出典資料:
========

更新日:2024.04.03
シェンゲン協定とは?シェンゲンビザの要否など注意するポイントを知りたい
シェンゲン協定(Schengen Agreement)では、加盟国域内での出入国審査を廃止しており、域外からの入国者でシェンゲンビザ所持者または、ビザ取得を免除された方は、原則としてすべての加盟国への自由な移動が認められます。こちらのページでは、シェンゲン協定加盟国への渡航で、注意するべき8つのポイントを解説します
- 1. シェンゲン協定加盟国(Schengen area)
- 2. ビザ(Visa)
- 3. 滞在目的(Purpose of visit)
- 4. パスポート(Passport)
- 5. 滞在期間(Duration of stay)
- 6. 海外旅行保険(Overseas Travel Insurance)
- 7. 入出国審査(Immigration)
- 8. ETIAS(エティアス)
シェンゲン(Schengen)とは、
ルクセンブルグ、フランス、ドイツの国境三角地帯、モーゼル川のほとりに位置するルクセンブルクの小さな村の名前で、シェンゲン協定が締結された場所です。
シェンゲン協定(The Schengen Treaty)は加盟国相互の通行自由化と手続き簡素化を目的とした共通滞在協定で、1985年6月14日にルクセンブルク・シェンゲン村のモーゼル河畔に停泊していたMSプリンセス・マリー・アストリッド号(MS Princesse Marie-Astrid)で調印され、フランス、ドイツ、ベルギー、オランダ、ルクセンブルクのEU5ヵ国による政府間プロジェクトとして始まりました。
1990年6月19日にも同地でシェンゲン協定施行協定(Schengen Implementation Treaty)が署名され、協定参加国の間での国境検査を撤廃することを規定しました。
1)シェンゲン協定加盟国(Schengen area)
2024年4月1日現在、EU加盟国(アイルランド、キプロスを除く)、アイスランド、ノルウェー、スイス、リヒテンシュタインを含む 29カ国 がシェンゲン協定に加盟しています。
クロアチアのシェンゲン協定加盟について|日本外務省海外安全ホームページ
なお、ルーマニアと ブルガリア については、2024年3月31日に空路および海路の国境制限の撤廃をすることで合意しており、陸路の国境制限の解除に関しては議論を継続するという事です。
ブルガリア、ルーマニア|シェンゲン協定に加盟(2024年3月~)
ブルガリア|空路及び海路国境へのシェンゲン協定適用開始について(3/31から)
ルーマニア|空路及び海路国境へのシェンゲン協定適用開始について(3/31から)
2)ビザ(Visa)
シェンゲン協定国の一つの大使館及び総領事館で発給されたビザを所有すれば、短期での観光、出張、訪問(最長6ヵ月間に90日)を目的としてすべての加盟国への自由な移動が認められます。
シェンゲンビザの申請 は、訪問国の大使館/総領事館で申請しなければなりません。
複数のシェンゲン協定加盟国を訪問する場合は、主たる目的の滞在国の大使館/総領事館で申請を行う必要があります。
主たる滞在国がない場合は、最初に訪れる国の大使館/総領事館で申請しなければなりません。
日本国籍の方は、後に記載されている 渡航目的、パスポート要件、滞在期間、必要書類の携行等の全ての条件を満たせばシェンゲン加盟国への無査証(ビザなし)滞在が可能です。

========

データ部:
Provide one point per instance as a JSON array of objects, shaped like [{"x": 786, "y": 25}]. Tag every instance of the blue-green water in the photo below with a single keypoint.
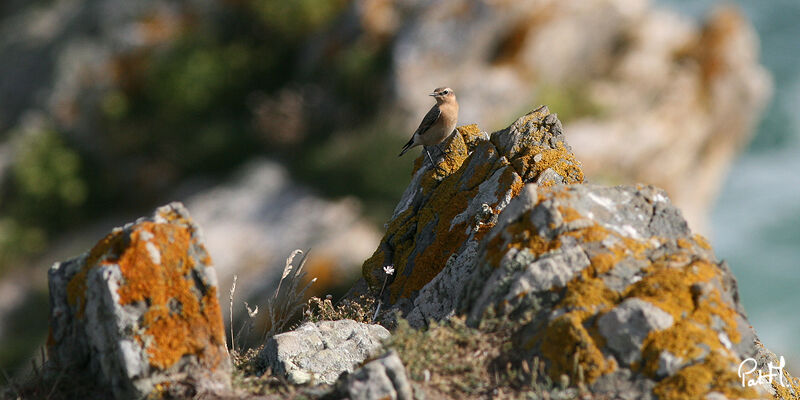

========

課題:
シェンゲン協定の解説をもとに、次の問いに答えよ。
(a) シェンゲン協定が調印されたのは何年何月何日か。
(b) 2024年4月1日現在、シェンゲン協定に加盟しているのは何カ国か。
(c) 主たる滞在国がない場合、シェンゲンビザはどこで申請しなければならないか。

解答欄:
(a) 1985年6月14日
(b) 29カ国
(c) 最初に訪れる国の大使館/総領事館